═════ Текст документа

Почему в Америке не любят наш холодец? Считаем ли мы крах СССР величайшей исторической катастрофой XX века. И был ли в России свой Ватель? – Обо всем этом идет разговор в нашем интервью порталу Orloff Russian Magazine. Это международный мультимедиа проект, посвященный русской культуре и искусству. А обратился он к нам по той простой причине, что считает русскую кухню не менее значимой частью нашей культуры, чем живопись или мода. Ниже – краткая (полная – на сайте) версия:
Книги, не просто собирающие под своей обложкой рецепты, а исследующие определенные аспекты культуры еды, последнее время вызывают особый интерес читателей. Что для вас, как авторов, значат широкомасштабные археологические путешествия в российскую гастрономическую историю?
Павел Сюткин: Занимаясь изучением нашего «застольного» прошлого, мы никогда не рассматривали его изолированно от общей истории страны. Кухня — это такая же часть нашей культуры, как мода, костюм, язык. В наших книгах мы стараемся говорить не о том, «что ели» наши предки, а «почему». Именно знание общего исторического контекста эпохи и позволяет сделать правильные выводы о том, отчего наша кухня была именно такой. Предметно говорить об ее «плюсах» и «минусах».
Ольга Сюткина: Старые кулинарные книги, мемуары, воспоминания людей, живших 300-500 лет назад — это, ведь, своего рода машина времени. Только вот, чтобы понять, о чем писали эти люди, нужно погрузиться в ту эпоху. Иначе мы нашими сегодняшними стереотипами пытаемся судить о жизни наших соотечественников тех лет. Жизни, которую сегодня и понять-то не всегда можем. Именно в этом мы и видим нашу задачу — объяснить побудительные мотивы, тайные и явные пружины, лежавшие в основе нашей кухонной культуры прошедших столетий.

Недавно у вас вышла книга «CCCP Cook Book» о советской кухне (продуктах) в английском издательстве «Fuel». Какой опыт оказался самым ценным в процессе работы над книгой?
Ольга: В отличие от наших книг, посвященных более ранним периодам российской истории, с этой работой было и проще, и сложнее. Проще потому, что сохранились живые люди — свидетели той эпохи. Ветераны, помнившие еще Микояна и создававшие ту самую советскую кухню и пищевую промышленность. Сложнее оттого, что большое видится на расстоянии, а времени прошло еще слишком мало, чтобы улеглись все страсти и эмоции относительно той эпохи.

══════════

Условие задачи: Пожалуйста, выведите дословно кусок интервью выше: всё, начиная со слов «Ольга Сюткина: Старые» и вниз до слов «работы над книгой?» включительно.

═════ Исходные данные

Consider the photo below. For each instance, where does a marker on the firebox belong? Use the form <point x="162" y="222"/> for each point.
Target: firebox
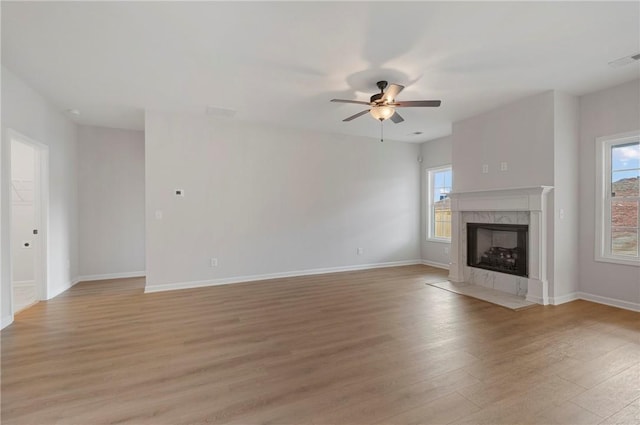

══════════

Ответ к заданию:
Ольга Сюткина: Старые кулинарные книги, мемуары, воспоминания людей, живших 300-500 лет назад — это, ведь, своего рода машина времени. Только вот, чтобы понять, о чем писали эти люди, нужно погрузиться в ту эпоху. Иначе мы нашими сегодняшними стереотипами пытаемся судить о жизни наших соотечественников тех лет. Жизни, которую сегодня и понять-то не всегда можем. Именно в этом мы и видим нашу задачу — объяснить побудительные мотивы, тайные и явные пружины, лежавшие в основе нашей кухонной культуры прошедших столетий.

Недавно у вас вышла книга «CCCP Cook Book» о советской кухне (продуктах) в английском издательстве «Fuel». Какой опыт оказался самым ценным в процессе работы над книгой?